▶ [Stated problem]: Render the records from the line containing "Expected behaviour: the pointer locates the carved hieroglyph" through the final line, inclusive, as a JSON list of strings with one string per line, leaving out any blank lines.

§ §

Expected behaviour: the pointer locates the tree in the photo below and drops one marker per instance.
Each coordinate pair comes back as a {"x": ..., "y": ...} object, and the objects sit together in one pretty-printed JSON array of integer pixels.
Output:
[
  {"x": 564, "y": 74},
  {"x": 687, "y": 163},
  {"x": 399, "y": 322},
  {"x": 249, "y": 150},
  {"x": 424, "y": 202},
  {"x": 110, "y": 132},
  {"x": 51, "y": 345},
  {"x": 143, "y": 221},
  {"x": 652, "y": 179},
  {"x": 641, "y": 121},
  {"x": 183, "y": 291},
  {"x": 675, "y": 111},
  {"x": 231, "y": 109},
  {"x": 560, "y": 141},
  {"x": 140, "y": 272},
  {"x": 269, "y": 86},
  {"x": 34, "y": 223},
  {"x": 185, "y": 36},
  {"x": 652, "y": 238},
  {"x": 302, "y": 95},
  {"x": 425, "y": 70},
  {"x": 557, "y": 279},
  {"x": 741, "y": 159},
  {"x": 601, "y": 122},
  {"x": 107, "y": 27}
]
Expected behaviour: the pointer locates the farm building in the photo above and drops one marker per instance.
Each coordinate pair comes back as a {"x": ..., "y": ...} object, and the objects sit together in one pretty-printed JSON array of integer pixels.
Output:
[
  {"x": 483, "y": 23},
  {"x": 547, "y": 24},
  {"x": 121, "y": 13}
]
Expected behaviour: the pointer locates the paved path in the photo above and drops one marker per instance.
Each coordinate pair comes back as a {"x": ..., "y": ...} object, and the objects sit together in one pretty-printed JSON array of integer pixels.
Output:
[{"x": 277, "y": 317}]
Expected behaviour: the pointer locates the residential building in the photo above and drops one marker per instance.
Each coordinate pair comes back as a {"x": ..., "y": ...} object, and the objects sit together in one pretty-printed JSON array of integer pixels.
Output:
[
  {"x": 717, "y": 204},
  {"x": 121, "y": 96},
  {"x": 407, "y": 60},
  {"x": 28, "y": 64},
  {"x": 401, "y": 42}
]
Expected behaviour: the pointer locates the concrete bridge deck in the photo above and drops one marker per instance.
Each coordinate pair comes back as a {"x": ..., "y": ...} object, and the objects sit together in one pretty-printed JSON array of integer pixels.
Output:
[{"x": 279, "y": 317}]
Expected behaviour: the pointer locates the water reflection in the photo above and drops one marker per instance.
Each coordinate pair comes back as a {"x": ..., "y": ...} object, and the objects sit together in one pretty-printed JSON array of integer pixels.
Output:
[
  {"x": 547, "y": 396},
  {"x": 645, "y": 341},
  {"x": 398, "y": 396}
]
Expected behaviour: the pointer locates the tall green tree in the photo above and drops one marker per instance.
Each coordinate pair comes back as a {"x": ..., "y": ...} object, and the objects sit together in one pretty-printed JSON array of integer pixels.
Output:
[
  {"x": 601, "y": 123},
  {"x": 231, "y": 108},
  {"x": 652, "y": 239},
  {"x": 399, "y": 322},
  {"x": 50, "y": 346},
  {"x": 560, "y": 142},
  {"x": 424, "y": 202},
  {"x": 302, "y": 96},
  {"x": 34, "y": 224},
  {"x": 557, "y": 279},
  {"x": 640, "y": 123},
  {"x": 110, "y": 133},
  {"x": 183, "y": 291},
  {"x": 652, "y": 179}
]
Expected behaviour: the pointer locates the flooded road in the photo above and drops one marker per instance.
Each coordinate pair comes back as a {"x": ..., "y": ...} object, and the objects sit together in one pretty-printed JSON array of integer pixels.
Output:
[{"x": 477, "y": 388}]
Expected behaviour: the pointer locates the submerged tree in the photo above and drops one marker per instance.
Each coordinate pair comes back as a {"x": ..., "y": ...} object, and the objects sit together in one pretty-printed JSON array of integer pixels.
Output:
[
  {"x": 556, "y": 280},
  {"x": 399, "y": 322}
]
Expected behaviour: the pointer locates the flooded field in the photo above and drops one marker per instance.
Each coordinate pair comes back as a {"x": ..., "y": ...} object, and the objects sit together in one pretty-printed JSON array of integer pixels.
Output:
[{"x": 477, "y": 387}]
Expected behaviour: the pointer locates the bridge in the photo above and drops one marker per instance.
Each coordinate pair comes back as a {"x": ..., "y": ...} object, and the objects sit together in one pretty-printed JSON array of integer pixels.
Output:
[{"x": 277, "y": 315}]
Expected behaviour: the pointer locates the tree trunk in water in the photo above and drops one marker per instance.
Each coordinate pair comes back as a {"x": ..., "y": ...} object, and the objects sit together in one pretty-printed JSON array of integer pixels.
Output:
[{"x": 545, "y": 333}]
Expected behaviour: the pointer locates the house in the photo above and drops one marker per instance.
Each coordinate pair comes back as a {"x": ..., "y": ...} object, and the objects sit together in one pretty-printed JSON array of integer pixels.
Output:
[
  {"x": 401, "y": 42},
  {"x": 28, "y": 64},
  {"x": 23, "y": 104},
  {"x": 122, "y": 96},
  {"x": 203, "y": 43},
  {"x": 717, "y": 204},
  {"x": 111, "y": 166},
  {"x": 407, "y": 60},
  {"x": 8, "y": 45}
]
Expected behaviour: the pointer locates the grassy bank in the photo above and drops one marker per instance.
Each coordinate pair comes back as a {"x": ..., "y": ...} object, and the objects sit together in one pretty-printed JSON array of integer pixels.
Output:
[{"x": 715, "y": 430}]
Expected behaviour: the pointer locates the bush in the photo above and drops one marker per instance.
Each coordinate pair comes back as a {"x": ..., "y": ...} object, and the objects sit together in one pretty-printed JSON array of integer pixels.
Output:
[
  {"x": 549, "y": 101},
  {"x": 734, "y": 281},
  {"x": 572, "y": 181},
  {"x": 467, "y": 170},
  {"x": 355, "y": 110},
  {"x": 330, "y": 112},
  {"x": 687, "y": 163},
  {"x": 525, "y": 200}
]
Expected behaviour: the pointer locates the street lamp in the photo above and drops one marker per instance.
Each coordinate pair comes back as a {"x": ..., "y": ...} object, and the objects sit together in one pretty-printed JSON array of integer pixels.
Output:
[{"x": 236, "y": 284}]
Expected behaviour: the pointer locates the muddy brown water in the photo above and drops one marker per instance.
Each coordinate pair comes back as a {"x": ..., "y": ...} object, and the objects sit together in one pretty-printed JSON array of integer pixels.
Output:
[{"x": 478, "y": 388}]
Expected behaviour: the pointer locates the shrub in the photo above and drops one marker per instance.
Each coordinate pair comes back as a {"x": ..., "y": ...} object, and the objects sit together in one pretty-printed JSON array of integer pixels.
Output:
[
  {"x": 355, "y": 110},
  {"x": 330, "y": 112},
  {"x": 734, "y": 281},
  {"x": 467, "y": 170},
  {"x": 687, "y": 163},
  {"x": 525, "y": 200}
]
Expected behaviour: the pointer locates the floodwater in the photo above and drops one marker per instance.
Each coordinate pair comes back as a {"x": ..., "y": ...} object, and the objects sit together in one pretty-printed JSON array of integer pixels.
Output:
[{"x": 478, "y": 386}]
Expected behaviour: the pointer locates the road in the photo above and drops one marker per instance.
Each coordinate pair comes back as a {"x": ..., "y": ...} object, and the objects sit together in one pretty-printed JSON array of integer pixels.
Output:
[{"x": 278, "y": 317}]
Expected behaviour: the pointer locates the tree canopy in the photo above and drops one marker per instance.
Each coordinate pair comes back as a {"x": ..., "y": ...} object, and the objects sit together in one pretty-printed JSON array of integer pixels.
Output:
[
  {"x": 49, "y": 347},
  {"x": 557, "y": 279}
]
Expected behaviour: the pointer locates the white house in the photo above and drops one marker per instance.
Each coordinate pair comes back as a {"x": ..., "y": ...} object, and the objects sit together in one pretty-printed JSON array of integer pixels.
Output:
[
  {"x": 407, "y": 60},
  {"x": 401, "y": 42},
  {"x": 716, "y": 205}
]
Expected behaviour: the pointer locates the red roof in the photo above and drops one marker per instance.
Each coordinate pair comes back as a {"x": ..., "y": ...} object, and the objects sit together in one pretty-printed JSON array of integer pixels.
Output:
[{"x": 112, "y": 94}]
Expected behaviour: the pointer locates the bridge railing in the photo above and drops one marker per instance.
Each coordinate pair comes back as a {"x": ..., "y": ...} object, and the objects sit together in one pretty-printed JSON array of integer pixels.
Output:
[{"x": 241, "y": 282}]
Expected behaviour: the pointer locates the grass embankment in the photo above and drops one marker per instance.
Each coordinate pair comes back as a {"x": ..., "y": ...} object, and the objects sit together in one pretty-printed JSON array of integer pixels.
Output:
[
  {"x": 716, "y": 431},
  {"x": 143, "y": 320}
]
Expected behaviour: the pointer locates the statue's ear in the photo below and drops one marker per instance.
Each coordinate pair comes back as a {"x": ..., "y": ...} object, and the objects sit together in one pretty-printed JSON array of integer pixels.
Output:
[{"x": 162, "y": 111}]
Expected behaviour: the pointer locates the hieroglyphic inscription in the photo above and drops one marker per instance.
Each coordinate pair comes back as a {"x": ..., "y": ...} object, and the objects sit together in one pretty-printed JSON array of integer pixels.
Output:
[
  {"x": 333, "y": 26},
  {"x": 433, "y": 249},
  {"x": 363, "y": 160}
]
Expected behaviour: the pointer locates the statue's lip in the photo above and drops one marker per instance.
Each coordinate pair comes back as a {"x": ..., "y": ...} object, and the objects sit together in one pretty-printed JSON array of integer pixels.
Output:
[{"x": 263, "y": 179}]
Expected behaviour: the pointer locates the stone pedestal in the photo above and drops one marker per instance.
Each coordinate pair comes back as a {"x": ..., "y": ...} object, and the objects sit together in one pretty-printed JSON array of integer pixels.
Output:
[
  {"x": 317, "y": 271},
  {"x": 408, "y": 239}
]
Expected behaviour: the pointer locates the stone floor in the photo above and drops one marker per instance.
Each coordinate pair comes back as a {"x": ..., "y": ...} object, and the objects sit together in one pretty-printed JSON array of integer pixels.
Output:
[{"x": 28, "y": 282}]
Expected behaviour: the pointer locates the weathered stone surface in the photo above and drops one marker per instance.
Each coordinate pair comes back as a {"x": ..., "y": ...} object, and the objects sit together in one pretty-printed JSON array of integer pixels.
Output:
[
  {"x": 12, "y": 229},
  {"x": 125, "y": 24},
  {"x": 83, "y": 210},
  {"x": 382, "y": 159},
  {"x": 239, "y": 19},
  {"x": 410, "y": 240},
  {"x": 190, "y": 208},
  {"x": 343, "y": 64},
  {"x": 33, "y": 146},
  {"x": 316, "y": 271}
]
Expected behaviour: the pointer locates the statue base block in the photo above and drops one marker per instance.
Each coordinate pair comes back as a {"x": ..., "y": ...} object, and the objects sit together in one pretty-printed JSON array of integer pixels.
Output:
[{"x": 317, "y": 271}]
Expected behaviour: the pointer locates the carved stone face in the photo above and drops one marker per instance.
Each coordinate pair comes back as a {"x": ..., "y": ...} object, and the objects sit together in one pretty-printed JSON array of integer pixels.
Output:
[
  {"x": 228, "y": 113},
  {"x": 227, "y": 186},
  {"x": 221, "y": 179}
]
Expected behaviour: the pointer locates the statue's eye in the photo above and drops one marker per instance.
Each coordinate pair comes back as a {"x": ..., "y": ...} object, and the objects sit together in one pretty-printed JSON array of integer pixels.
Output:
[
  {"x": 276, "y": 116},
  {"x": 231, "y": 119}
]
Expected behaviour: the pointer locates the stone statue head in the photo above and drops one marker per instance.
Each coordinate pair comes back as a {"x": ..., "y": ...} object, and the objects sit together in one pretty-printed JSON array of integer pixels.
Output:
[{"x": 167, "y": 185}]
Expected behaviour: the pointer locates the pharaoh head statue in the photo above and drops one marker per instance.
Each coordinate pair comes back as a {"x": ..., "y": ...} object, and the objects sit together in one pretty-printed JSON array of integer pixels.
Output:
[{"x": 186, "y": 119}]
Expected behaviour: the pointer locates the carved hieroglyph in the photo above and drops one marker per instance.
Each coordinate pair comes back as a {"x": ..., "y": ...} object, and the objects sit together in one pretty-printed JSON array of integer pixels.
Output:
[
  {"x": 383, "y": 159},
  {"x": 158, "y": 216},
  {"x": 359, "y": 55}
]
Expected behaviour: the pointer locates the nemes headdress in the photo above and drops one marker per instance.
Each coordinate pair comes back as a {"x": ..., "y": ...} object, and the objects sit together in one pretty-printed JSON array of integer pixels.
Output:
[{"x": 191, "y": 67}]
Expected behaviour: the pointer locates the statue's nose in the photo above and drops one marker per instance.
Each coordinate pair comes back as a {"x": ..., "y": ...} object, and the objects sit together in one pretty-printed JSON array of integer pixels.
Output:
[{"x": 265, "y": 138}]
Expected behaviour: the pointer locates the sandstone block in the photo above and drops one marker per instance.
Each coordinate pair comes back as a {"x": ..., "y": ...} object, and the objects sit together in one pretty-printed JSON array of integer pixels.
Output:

§ §

▶ [Result of the exercise]:
[
  "Expected behaviour: the pointer locates the carved hieroglyph in the photo above and drops one marker per instance.",
  "Each coordinate pair comes back as a {\"x\": ..., \"y\": ...} object, and the objects sit together in one pretty-printed JSON array of integer pixels.",
  "Output:",
  "[",
  "  {\"x\": 383, \"y\": 159},",
  "  {\"x\": 158, \"y\": 216},",
  "  {\"x\": 359, \"y\": 55}",
  "]",
  "Expected behaviour: the pointer locates the nemes headdress in the photo above and drops one marker per instance.",
  "Each coordinate pair comes back as a {\"x\": ..., \"y\": ...} object, and the objects sit together in one pretty-printed JSON array of integer pixels.",
  "Output:",
  "[{\"x\": 191, \"y\": 67}]",
  "Expected behaviour: the pointer locates the statue's nose in the photo above and drops one marker per instance.",
  "Each coordinate pair comes back as a {\"x\": ..., \"y\": ...} object, and the objects sit together in one pretty-printed JSON array of integer pixels.",
  "Output:",
  "[{\"x\": 265, \"y\": 138}]",
  "Expected behaviour: the pointer locates the sandstone block in the photo above and drops one marker per instance.",
  "Each coordinate pair comes back as a {\"x\": ..., \"y\": ...} object, and the objects sit together in one pretty-printed JSON array of integer pixels.",
  "Output:"
]